[Stored data]
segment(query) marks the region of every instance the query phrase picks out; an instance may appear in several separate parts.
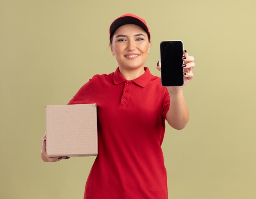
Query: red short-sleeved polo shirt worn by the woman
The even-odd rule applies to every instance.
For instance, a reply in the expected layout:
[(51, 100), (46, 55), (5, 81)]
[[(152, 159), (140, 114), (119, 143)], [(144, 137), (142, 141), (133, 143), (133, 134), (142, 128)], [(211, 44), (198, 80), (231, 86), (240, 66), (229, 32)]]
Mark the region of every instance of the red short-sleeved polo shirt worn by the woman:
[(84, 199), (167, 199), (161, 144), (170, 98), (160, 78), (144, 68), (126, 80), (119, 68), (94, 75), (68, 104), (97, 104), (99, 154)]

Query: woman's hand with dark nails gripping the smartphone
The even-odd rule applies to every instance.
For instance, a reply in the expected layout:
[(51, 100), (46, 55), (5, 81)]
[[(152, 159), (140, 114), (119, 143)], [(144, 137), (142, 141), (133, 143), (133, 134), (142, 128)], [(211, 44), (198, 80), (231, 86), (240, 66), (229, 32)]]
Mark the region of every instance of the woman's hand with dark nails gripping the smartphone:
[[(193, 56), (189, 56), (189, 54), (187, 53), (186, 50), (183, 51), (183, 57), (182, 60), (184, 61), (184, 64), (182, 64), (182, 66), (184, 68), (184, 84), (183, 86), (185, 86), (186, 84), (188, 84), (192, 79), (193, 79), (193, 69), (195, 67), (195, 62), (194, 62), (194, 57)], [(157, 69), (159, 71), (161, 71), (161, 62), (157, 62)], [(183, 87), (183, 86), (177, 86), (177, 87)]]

---

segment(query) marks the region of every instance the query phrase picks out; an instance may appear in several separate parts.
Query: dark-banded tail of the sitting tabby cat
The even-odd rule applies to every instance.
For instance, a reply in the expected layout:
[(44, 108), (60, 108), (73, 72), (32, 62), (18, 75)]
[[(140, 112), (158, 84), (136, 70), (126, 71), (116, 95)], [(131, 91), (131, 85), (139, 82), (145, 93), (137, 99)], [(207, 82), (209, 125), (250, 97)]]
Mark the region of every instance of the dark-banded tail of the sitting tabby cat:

...

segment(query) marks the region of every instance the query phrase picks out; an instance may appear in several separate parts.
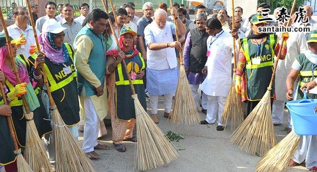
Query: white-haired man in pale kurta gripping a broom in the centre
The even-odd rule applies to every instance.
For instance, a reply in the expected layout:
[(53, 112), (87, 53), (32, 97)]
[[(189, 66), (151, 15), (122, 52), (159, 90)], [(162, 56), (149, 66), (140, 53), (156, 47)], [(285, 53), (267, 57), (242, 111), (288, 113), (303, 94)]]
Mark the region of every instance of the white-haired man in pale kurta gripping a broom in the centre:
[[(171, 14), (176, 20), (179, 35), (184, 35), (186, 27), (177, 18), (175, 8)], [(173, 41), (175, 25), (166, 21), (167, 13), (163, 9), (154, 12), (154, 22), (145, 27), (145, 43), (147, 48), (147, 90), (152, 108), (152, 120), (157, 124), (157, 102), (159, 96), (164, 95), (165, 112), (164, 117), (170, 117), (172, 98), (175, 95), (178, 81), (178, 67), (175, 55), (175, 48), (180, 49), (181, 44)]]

◆ **PROBLEM DESCRIPTION**
Pull out all lines from the entries above in which the word "banded" appears.

◆ **SOLUTION BELOW**
Query: dark-banded tail of the sitting tabby cat
Mark the region of every instance of the dark-banded tail of the sitting tabby cat:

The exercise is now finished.